Assignment: Output all entries precisely.

Content starts

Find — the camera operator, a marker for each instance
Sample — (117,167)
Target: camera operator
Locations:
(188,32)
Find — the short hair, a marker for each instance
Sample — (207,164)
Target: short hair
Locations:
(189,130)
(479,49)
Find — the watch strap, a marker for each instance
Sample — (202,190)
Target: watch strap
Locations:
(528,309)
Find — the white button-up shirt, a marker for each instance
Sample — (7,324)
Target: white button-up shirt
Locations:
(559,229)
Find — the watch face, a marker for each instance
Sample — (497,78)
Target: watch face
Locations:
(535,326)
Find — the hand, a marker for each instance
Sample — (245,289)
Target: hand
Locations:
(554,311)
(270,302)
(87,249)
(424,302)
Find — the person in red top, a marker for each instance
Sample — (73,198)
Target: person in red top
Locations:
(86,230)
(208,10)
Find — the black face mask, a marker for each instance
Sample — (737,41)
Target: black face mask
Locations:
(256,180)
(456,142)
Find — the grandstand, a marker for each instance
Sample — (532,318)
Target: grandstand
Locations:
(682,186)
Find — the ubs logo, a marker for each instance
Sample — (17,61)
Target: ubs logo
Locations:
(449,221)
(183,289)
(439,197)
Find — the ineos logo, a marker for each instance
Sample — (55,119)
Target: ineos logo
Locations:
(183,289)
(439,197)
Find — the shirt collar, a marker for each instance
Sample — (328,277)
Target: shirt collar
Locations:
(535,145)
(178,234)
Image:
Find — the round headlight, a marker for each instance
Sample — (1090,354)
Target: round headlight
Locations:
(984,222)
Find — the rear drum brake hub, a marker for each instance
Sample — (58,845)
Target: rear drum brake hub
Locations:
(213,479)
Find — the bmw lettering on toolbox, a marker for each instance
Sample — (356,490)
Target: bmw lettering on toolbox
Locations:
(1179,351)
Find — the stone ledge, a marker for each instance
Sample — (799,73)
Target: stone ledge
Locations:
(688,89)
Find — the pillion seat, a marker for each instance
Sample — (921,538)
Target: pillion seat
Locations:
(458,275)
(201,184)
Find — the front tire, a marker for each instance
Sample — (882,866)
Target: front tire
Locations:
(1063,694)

Content ends

Answer box:
Find — the camera operator, a marker for each instance
Sample — (117,167)
Target: camera operator
Locations:
(188,32)
Find — the short hair, a marker for each instance
Sample — (207,164)
Target: short hair
Locations:
(189,130)
(479,49)
Find — the watch strap, a marker for each instance
Sample — (202,190)
Target: watch strap
Locations:
(528,309)
Find — the white button-up shirt, a marker for each instance
Sample — (7,324)
Target: white button-up shirt
Locations:
(559,229)
Find — the watch face, a marker for each instance
Sample — (497,78)
Target: watch face
Locations:
(535,326)
Find — the hand, a marker for each instance
Sample — (245,289)
Target: hand
Locations:
(554,311)
(270,302)
(87,249)
(424,302)
Find — the person in red top, a marker for each instance
Sample — (73,198)
Target: person in red top
Locations:
(86,230)
(208,10)
Find — the black face mask, a marker for each instance
Sample — (737,41)
Target: black face mask
Locations:
(256,180)
(456,142)
Find — the grandstand, a marker for each instance
Sample — (532,318)
Target: grandstand
Locations:
(682,186)
Find — the ubs logo, a marker for each instance
Sample — (17,61)
Target: ubs logo
Locations:
(449,221)
(183,289)
(439,197)
Find — the ineos logo, a marker for each instance
Sample — (55,119)
Target: ineos logo
Locations:
(183,289)
(439,197)
Find — the shirt collar, a marker for each instance
Sample — (328,277)
Target: shirt collar
Locations:
(535,145)
(178,234)
Image:
Find — the round headlight, a marker for each instance
Sample — (1090,354)
Target: round headlight
Locations:
(984,222)
Find — the rear drum brake hub, a marker for each instance
Sample — (58,845)
Target: rear drum brake hub
Locations:
(213,479)
Find — the bmw lettering on toolbox, a marker for each instance
Sample — (356,490)
Target: bmw lettering on toolbox
Locations:
(1179,351)
Find — the stone ledge, a marker for each instance
Sample — (799,73)
Target: stone ledge
Locations:
(688,89)
Find — the pillion seat, a marker for each instance
Sample — (921,538)
Target: pillion seat
Locations:
(458,275)
(201,184)
Find — the front tire, a marker for each instance
Sample — (882,866)
Target: front tire
Locations:
(1063,694)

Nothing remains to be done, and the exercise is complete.